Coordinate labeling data
⟨

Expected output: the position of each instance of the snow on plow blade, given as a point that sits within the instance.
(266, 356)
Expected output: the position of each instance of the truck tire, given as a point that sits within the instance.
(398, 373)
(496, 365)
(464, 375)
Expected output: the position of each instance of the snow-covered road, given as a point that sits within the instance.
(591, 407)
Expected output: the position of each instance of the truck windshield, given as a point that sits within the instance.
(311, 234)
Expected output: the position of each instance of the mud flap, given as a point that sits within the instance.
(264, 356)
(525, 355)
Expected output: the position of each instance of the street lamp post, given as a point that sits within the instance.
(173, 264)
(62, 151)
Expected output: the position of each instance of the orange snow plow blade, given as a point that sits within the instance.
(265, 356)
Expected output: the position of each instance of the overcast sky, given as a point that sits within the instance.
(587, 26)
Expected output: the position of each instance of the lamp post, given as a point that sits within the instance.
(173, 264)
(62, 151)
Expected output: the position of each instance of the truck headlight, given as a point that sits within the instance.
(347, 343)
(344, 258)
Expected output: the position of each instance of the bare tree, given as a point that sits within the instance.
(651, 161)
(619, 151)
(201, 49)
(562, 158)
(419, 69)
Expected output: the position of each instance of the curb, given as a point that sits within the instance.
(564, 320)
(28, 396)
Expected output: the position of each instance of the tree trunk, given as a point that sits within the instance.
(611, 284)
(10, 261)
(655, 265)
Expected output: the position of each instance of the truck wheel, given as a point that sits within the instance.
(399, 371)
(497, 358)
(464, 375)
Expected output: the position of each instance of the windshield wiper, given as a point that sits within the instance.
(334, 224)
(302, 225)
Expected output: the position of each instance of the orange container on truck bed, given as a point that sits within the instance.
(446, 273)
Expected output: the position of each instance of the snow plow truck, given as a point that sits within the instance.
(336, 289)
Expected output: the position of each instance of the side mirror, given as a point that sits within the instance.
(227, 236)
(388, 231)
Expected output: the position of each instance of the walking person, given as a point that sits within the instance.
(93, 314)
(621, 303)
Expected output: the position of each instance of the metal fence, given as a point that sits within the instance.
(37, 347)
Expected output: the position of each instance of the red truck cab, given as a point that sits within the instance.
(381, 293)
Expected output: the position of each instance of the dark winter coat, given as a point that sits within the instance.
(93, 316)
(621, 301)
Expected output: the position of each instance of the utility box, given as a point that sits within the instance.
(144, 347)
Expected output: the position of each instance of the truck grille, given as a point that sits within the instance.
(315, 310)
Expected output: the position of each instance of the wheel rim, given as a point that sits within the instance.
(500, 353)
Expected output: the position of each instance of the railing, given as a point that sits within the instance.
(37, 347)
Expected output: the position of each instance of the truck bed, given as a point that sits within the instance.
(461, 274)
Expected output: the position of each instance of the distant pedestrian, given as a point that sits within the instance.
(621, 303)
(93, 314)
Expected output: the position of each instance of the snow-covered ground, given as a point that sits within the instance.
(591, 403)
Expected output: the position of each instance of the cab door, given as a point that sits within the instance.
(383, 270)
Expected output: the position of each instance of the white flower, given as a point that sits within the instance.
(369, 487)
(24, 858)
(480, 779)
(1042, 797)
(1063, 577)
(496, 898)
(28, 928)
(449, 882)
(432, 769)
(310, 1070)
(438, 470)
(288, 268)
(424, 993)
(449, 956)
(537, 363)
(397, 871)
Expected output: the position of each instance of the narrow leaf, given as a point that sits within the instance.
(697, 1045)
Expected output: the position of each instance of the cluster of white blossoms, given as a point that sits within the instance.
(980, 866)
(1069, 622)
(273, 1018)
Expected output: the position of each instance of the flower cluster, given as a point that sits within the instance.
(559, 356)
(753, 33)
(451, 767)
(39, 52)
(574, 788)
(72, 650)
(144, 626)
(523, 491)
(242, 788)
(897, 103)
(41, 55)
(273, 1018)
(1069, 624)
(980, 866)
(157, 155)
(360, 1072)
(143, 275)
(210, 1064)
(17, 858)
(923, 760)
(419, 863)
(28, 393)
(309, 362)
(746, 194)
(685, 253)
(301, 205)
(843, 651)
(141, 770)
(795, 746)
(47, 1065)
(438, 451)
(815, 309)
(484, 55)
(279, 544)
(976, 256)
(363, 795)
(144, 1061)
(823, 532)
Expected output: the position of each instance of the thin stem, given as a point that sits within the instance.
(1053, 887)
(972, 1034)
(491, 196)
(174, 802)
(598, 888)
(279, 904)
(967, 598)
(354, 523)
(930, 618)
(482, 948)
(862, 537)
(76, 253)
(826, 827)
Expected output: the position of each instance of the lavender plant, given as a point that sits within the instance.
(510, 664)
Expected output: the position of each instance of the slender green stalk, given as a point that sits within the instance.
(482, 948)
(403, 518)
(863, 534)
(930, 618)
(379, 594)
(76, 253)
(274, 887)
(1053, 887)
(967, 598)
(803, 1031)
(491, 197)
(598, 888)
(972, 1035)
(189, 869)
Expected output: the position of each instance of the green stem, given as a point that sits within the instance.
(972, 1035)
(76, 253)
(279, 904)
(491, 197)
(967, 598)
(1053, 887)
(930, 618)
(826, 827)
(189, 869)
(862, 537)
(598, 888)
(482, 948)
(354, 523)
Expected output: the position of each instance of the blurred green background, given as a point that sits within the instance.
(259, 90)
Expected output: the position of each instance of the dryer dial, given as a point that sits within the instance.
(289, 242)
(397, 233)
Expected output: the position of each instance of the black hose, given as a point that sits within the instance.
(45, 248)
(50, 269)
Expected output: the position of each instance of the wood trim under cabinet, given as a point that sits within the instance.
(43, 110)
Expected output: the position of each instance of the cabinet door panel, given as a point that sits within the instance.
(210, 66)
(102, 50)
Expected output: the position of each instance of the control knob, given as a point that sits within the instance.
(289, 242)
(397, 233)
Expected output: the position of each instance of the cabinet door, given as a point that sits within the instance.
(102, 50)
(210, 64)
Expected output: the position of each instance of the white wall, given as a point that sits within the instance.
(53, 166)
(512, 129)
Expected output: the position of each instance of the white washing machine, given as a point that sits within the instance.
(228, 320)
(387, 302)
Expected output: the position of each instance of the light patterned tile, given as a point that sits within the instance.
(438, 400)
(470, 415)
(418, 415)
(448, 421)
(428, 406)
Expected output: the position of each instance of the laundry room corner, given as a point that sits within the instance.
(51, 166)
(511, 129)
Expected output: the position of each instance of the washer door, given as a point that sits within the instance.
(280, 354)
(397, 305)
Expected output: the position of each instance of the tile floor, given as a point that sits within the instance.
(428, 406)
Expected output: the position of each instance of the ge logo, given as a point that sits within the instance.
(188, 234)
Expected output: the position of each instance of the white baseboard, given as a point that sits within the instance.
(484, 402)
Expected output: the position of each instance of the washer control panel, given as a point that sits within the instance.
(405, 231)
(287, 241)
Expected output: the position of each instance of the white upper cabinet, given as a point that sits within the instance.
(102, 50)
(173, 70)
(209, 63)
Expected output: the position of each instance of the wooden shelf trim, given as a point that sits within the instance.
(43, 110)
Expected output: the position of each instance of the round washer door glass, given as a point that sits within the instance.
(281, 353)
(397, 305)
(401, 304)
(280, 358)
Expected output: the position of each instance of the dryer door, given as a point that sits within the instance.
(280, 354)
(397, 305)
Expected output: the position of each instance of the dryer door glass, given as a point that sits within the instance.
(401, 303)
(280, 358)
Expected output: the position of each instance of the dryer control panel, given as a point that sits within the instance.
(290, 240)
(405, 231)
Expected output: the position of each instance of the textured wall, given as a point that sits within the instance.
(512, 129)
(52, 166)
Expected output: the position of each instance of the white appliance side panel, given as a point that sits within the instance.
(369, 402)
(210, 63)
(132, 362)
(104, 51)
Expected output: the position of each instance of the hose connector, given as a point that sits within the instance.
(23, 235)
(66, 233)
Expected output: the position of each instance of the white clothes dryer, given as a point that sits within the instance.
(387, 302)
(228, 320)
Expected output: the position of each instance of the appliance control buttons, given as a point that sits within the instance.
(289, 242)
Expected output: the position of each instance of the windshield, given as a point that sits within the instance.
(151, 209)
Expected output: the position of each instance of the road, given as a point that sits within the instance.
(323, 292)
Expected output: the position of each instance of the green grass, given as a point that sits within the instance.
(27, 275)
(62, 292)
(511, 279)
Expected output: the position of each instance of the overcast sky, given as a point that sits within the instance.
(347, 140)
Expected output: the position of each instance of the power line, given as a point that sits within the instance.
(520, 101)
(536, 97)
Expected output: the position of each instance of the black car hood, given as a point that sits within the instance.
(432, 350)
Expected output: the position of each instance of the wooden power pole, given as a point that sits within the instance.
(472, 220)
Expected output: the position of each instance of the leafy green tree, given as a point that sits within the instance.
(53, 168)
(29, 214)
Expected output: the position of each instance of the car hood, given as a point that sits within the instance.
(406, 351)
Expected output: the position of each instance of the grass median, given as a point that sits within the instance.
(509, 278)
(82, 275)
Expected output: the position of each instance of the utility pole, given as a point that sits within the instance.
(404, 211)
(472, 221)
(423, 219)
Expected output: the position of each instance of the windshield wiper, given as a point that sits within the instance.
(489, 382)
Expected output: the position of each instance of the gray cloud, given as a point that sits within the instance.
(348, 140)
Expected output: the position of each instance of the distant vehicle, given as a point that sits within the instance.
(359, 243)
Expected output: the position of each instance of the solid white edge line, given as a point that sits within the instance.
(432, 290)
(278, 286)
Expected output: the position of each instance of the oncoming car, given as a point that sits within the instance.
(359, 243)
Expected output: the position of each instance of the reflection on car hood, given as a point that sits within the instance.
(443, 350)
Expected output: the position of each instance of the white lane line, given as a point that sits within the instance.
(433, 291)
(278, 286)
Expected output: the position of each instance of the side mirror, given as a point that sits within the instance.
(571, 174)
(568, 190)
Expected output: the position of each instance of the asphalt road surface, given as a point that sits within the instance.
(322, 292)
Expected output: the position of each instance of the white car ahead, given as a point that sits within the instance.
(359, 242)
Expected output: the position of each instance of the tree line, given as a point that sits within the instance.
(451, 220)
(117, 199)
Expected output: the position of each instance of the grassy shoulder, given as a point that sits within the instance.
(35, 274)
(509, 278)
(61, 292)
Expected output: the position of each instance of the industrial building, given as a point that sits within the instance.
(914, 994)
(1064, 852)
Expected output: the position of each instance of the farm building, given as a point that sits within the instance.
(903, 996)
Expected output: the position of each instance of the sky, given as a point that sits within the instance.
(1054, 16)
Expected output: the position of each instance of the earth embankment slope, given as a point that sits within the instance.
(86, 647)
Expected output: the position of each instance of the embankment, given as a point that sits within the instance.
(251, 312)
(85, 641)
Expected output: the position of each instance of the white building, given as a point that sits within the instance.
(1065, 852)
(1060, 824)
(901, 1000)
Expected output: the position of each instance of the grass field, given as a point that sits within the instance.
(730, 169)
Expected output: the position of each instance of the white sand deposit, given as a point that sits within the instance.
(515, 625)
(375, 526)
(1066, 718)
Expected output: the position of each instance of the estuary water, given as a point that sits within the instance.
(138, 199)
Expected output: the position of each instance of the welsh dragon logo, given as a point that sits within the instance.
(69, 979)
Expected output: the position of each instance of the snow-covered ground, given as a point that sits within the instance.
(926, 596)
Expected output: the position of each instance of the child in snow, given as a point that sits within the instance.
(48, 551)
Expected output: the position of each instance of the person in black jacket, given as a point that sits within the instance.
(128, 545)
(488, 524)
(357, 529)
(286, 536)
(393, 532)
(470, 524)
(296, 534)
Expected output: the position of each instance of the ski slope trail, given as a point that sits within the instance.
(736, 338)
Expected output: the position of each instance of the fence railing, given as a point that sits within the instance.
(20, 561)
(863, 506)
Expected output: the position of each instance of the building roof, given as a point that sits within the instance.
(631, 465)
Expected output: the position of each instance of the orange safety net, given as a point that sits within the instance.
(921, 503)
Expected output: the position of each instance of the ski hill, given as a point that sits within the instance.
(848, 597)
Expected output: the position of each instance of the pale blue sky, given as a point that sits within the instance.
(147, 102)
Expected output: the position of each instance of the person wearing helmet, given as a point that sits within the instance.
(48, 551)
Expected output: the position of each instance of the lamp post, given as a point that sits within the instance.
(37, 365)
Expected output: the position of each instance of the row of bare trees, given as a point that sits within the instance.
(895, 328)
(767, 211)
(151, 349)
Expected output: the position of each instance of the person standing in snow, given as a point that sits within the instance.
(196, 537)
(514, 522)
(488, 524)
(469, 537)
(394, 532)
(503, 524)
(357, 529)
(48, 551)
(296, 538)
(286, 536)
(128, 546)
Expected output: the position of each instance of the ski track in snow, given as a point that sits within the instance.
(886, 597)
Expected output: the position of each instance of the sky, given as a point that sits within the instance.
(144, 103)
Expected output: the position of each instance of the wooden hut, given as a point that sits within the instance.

⟩

The request
Starting with the line that contains "Expected output: the position of each instance of the row", print each line through the last one in the listing. Include both end lines and add nothing.

The solution
Expected output: the position of each instance of the row of bare trees, given as a point that sits within the instance.
(895, 328)
(767, 211)
(151, 349)
Expected output: the position of each instance of the person standing in snow, given as a point that sits within the instance.
(196, 537)
(514, 522)
(488, 524)
(469, 537)
(394, 532)
(503, 524)
(357, 529)
(48, 551)
(296, 538)
(286, 536)
(128, 546)
Expected output: the position of each instance of the ski track in snow, given as a point that sits within the instance.
(886, 597)
Expected output: the position of each instance of the sky, given as a point that sits within the instance.
(144, 103)
Expected output: the position of each instance of the wooden hut, given as a point that sits within the instance.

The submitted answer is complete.